● **Instructions to follow**: Write out every line of the material exactly as it appears.

● **Raw data**:
- - - - -

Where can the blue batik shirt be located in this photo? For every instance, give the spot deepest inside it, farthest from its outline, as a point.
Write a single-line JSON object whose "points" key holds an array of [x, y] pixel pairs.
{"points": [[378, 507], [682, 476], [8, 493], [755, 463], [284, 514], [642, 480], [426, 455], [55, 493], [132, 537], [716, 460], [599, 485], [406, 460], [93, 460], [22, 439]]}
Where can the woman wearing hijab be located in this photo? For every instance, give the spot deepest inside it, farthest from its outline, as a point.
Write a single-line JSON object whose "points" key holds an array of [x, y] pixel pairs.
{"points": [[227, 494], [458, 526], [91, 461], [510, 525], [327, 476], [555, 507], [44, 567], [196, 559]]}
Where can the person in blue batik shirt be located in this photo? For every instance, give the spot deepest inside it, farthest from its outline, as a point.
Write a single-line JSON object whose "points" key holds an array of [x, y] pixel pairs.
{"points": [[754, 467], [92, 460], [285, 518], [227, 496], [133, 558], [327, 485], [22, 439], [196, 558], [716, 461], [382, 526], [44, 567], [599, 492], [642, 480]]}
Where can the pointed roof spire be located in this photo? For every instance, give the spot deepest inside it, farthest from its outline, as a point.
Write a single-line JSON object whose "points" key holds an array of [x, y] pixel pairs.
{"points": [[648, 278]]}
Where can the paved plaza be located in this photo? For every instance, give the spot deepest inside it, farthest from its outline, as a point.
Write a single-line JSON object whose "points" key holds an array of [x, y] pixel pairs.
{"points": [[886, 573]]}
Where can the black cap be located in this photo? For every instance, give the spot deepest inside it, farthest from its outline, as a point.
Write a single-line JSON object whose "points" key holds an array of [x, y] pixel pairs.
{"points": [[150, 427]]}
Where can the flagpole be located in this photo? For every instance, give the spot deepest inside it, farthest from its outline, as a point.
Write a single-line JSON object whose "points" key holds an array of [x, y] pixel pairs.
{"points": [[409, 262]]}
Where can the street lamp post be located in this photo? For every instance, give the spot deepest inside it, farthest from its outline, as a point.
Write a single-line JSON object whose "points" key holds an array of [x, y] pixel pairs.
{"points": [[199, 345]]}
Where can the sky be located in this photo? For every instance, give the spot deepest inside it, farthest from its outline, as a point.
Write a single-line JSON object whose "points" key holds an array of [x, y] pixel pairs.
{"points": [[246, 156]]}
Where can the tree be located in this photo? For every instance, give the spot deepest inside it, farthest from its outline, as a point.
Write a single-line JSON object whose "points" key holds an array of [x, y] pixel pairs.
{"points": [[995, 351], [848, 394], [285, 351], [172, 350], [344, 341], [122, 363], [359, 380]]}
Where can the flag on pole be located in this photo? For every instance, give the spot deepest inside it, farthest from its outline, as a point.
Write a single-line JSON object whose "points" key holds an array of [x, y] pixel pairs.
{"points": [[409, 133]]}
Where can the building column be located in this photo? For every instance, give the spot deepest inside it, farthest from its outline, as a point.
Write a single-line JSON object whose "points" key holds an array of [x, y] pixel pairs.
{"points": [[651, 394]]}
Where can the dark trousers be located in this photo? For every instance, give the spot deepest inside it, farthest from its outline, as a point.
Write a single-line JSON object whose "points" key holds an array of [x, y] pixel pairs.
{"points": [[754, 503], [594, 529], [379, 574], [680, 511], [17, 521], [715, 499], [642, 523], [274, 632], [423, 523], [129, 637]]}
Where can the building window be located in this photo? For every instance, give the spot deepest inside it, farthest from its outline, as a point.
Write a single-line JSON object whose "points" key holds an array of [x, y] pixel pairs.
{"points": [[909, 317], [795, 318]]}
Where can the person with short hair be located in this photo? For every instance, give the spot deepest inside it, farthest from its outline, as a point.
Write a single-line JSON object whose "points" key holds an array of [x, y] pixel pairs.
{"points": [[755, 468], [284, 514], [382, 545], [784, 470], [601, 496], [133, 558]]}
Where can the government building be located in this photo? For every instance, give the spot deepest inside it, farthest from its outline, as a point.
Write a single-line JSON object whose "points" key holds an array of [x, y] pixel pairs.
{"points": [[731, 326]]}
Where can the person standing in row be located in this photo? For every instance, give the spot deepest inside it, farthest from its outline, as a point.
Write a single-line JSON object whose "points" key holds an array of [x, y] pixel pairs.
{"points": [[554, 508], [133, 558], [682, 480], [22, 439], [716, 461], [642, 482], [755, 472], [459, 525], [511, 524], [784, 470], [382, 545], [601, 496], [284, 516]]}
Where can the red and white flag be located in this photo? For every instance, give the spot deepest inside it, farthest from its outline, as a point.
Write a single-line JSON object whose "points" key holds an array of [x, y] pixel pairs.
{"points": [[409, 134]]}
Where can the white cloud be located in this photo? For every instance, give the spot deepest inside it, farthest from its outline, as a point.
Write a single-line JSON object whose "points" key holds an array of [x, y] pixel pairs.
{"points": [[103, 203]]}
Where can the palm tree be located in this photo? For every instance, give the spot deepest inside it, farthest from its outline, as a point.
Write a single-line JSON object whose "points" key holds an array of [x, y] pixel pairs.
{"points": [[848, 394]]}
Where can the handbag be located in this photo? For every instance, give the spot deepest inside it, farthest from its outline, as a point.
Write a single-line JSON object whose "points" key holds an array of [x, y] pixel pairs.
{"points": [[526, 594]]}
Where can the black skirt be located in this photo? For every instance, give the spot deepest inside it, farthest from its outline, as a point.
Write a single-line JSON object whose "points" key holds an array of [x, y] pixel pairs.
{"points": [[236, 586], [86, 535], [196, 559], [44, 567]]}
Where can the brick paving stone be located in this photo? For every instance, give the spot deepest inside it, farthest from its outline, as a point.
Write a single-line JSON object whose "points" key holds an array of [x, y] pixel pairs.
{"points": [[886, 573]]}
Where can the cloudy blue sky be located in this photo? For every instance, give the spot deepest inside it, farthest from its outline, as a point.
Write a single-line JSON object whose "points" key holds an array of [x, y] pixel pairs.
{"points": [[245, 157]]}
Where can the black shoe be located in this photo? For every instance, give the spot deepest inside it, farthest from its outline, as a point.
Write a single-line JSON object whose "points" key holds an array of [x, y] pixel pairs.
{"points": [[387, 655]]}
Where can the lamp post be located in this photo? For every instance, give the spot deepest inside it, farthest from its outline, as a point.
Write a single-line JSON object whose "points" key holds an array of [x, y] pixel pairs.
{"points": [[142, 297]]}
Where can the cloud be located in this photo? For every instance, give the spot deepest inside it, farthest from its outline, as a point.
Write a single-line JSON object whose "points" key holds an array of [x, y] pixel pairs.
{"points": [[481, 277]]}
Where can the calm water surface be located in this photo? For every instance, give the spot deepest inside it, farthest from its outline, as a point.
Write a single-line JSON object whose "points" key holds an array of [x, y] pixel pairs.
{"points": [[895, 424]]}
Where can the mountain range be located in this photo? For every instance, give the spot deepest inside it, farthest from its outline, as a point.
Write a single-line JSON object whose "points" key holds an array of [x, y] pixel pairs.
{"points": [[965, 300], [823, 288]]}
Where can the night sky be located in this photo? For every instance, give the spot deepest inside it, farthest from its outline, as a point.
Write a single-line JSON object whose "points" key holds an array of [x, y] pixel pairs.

- - - - -

● **Result**:
Where can the blue batik shirt be located in this photo? For every instance, give the spot deepest inside it, farthest from its outline, as a point.
Write a single-line JSON object whose "points" key holds an array of [x, y] pixel pairs.
{"points": [[378, 507], [682, 476], [8, 493], [755, 463], [284, 514], [642, 480], [426, 455], [55, 493], [132, 537], [716, 460], [599, 485], [406, 460], [93, 460], [22, 439]]}
Where can the woman wearing hijab be located in this photo? For every instance, give the spot deepest inside it, farthest from its outline, as a point.
Write a single-line JSON object whose "points" key holds an array of [x, y] pixel pairs.
{"points": [[227, 494], [458, 526], [91, 461], [510, 525], [327, 476], [555, 507], [44, 567], [196, 559]]}
Where can the person in blue batik shirt be located in this photo? For every instance, give the spot deepest inside it, farthest from its outline, as a point.
Write a single-line JSON object whose "points" key holds an array of [x, y] pixel pairs.
{"points": [[754, 467], [92, 460], [285, 518], [227, 496], [133, 558], [327, 485], [22, 439], [196, 558], [716, 461], [382, 526], [44, 567], [599, 492], [642, 480]]}
Where can the pointed roof spire be located in this photo? For every instance, give the spot deepest inside it, farthest from its outline, as a point.
Write a single-line JSON object whose "points" key holds an array of [x, y] pixel pairs.
{"points": [[648, 278]]}
Where can the paved plaza be located in this photo? For every instance, give the spot deepest inside it, farthest from its outline, as a point.
Write a single-line JSON object whose "points" key holds an array of [x, y] pixel pairs.
{"points": [[886, 573]]}
Where can the black cap be located in this photo? For every instance, give the spot deepest inside it, farthest from its outline, as a point.
Write a single-line JSON object whose "points" key holds an array of [x, y] pixel pairs.
{"points": [[150, 427]]}
Where can the flagpole be located in this photo? For every instance, give the spot deepest inside it, farthest from its outline, as a point.
Write a single-line JSON object whose "points" key holds an array of [x, y] pixel pairs.
{"points": [[409, 262]]}
Where can the street lamp post be located in this photo? For every instance, give the spot deepest inside it, farthest from its outline, as a point.
Write a single-line JSON object whose "points" key holds an array of [x, y] pixel pairs.
{"points": [[199, 345]]}
Where can the sky be located in this photo? For every instance, give the spot deepest inside it, farthest from its outline, as a point.
Write a single-line JSON object whose "points" key holds an array of [x, y] pixel pairs.
{"points": [[246, 156]]}
Where can the tree be located in this photo? For every instance, give the spot deepest inside it, farthest from its outline, as a point.
Write a single-line JSON object whose "points" key holds an array of [x, y] pixel pairs.
{"points": [[995, 351], [848, 394], [285, 351], [172, 350], [344, 341], [122, 363], [359, 380]]}
Where can the flag on pole be located in this photo? For every instance, give the spot deepest inside it, farthest from its outline, as a point.
Write a single-line JSON object whose "points" key holds an array of [x, y] pixel pairs.
{"points": [[409, 133]]}
Where can the building column be located in this photo? For every instance, give the spot deepest inside it, farthest from its outline, as a point.
Write a single-line JSON object whose "points" key holds an array of [x, y] pixel pairs.
{"points": [[651, 394]]}
Where can the dark trousers be located in this photo? For every instance, give the spot deepest inside it, farthest from its outline, as a point.
Write a single-line JSON object whose "points" key holds an array of [x, y] pixel pairs.
{"points": [[754, 503], [594, 529], [379, 574], [680, 511], [17, 521], [715, 499], [642, 523], [274, 632], [423, 523], [129, 637]]}
Where can the building window be located in this photo? For every instance, give the spot deepest inside it, farthest from its outline, as a point.
Write a single-line JSON object whose "points" key holds an array of [x, y] pixel pairs.
{"points": [[909, 317], [795, 318]]}
Where can the person with short hair be located in this photo? For every instance, give the spot deepest inside it, farthest from its outline, as a point.
Write a single-line JSON object whose "points" key holds an array of [x, y] pixel pairs.
{"points": [[755, 468], [284, 514], [382, 545], [784, 470], [601, 496], [133, 558]]}
Where can the government building be located in this photo? For every instance, give the spot deepest inside it, farthest from its outline, as a point.
Write a single-line JSON object whose "points" key holds an array of [x, y] pixel pairs.
{"points": [[731, 326]]}
Where can the person standing in row be located in this photo? For every instance, give the spot deepest inside it, farthest from its outline, as a point.
Write a single-line JSON object whose "points" key holds an array of [x, y] pixel pairs.
{"points": [[554, 508], [133, 558], [682, 480], [22, 439], [716, 461], [642, 482], [755, 472], [459, 525], [511, 524], [784, 470], [382, 545], [601, 496], [284, 516]]}
Where can the red and white flag be located in this photo? For every instance, give the spot deepest inside it, farthest from its outline, as a point.
Write a single-line JSON object whose "points" key holds an array of [x, y] pixel pairs.
{"points": [[409, 134]]}
Where can the white cloud be located in this photo? For every instance, give the spot deepest inside it, farthest from its outline, as a point.
Write a single-line JSON object whose "points" key holds an array of [x, y] pixel pairs.
{"points": [[103, 203]]}
Where can the palm tree be located in this photo? For every instance, give the spot deepest inside it, farthest from its outline, as a point.
Write a single-line JSON object whose "points" key holds an array of [x, y] pixel pairs.
{"points": [[848, 394]]}
Where can the handbag be located in this photo? For every instance, give the spot deepest inside it, farthest from its outline, as a point.
Write a single-line JSON object whose "points" key holds an array of [x, y] pixel pairs.
{"points": [[526, 594]]}
Where can the black skirt be located in this photo? For every instance, give the spot deepest inside it, farthest from its outline, as a point.
Write a single-line JSON object whose "points" key holds an array of [x, y] pixel pairs.
{"points": [[236, 586], [86, 535], [196, 559], [44, 567]]}
Where can the brick paving stone be located in this photo? For every instance, give the spot deepest inside it, farthest from its outline, as a point.
Write a single-line JSON object whose "points" key holds an array of [x, y] pixel pairs.
{"points": [[886, 573]]}
Where can the cloudy blue sky be located in this photo? For every instance, give the spot deepest inside it, farthest from its outline, as a point.
Write a single-line JSON object whose "points" key holds an array of [x, y] pixel pairs.
{"points": [[245, 157]]}
Where can the black shoe be located in this photo? For every instance, give the spot deepest inside it, farthest from its outline, as a point.
Write a single-line JSON object whose "points" key holds an array of [x, y] pixel pairs.
{"points": [[387, 655]]}
Where can the lamp post be located in this photo? For every instance, give the spot deepest inside it, farthest from its outline, as a point.
Write a single-line JSON object whose "points" key holds an array of [x, y] pixel pairs.
{"points": [[142, 297]]}
Where can the cloud be located in this photo? For every instance, give the spot deepest inside it, farthest from its outline, as a point.
Write a single-line JSON object whose "points" key holds an array of [x, y] pixel pairs.
{"points": [[481, 277]]}
Where can the calm water surface be located in this photo? For every instance, give the spot deepest inside it, farthest from its outline, as a point.
Write a single-line JSON object whose "points" key holds an array of [x, y] pixel pairs.
{"points": [[895, 424]]}
Where can the mountain range be located in this photo? For every instance, give the spot deepest inside it, farthest from its outline, as a point.
Write a single-line JSON object whose "points" key holds an array of [x, y] pixel pairs.
{"points": [[965, 300], [823, 288]]}
Where can the night sky be located in this photo? For every instance, give the spot deepest inside it, farthest from its outline, as a point.
Write a single-line JSON object whose "points" key holds an array of [x, y] pixel pairs.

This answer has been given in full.